# [Given problem]
Please arrange part of the records below as a numbered list, leaving out any blank lines. Begin at the line containing "of the motorcyclist." and stop after the line containing "(1025, 837)".

Excerpt from the dataset
-- START --

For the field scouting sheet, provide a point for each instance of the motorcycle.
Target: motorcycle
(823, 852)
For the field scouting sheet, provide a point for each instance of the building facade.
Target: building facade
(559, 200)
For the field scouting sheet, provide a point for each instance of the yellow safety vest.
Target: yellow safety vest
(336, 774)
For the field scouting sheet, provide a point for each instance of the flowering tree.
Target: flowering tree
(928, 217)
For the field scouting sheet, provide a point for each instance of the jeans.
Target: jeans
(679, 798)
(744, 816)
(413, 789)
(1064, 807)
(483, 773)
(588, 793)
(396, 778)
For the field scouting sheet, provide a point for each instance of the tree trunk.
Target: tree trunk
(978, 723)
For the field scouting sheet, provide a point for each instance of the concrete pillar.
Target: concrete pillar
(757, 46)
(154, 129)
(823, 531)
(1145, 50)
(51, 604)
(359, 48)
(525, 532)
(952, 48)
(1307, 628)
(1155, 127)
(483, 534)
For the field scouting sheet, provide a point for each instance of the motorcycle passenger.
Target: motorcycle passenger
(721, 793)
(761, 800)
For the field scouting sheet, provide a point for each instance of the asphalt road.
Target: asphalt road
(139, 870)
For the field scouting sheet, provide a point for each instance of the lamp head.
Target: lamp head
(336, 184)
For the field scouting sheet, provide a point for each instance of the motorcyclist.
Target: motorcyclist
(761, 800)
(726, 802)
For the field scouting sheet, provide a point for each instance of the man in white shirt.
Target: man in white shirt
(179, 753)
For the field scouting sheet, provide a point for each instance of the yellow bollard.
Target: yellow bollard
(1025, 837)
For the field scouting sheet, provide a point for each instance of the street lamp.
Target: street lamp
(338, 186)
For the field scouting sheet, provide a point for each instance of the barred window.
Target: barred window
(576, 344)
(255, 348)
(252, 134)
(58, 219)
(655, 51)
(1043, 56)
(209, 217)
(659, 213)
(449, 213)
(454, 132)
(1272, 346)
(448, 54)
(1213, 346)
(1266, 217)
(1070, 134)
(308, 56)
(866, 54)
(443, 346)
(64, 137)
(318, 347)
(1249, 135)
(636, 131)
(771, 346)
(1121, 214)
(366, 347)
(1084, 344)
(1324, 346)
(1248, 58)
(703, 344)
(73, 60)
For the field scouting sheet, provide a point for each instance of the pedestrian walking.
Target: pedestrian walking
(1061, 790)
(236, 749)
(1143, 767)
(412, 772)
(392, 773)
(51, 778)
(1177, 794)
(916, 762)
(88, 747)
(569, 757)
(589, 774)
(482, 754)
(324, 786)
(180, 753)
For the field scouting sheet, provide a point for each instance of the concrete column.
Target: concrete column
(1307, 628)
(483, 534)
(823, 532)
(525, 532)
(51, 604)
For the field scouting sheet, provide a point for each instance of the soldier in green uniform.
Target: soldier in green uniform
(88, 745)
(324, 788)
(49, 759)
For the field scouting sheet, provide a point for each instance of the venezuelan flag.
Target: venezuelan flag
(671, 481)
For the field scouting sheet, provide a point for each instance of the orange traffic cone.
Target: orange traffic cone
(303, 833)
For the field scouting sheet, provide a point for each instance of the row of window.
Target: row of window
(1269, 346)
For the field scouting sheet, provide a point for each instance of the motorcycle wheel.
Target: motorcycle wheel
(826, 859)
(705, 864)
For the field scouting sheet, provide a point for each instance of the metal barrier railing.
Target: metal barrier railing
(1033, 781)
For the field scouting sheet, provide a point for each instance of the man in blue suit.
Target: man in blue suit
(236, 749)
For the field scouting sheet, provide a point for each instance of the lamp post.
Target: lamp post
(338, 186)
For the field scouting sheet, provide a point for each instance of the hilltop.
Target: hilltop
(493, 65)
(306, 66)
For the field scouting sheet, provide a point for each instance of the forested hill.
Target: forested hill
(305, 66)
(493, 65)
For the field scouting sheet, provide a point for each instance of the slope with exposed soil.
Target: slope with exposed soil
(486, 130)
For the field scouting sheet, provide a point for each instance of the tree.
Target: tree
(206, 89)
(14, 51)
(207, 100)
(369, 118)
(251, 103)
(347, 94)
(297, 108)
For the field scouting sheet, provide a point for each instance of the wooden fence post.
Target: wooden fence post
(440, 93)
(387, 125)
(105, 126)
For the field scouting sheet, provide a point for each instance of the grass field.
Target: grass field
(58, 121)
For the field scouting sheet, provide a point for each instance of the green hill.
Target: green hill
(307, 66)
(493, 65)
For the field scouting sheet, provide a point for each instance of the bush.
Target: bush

-- END --

# [Result]
1. For the field scouting sheet, provide a point for each instance of the motorcyclist.
2. Target: motorcyclist
3. (761, 800)
4. (726, 802)
5. For the field scouting sheet, provide a point for each instance of the man in white shirt.
6. Target: man in white shirt
7. (179, 753)
8. For the field scouting sheet, provide a point for each instance of the yellow bollard.
9. Target: yellow bollard
10. (1025, 837)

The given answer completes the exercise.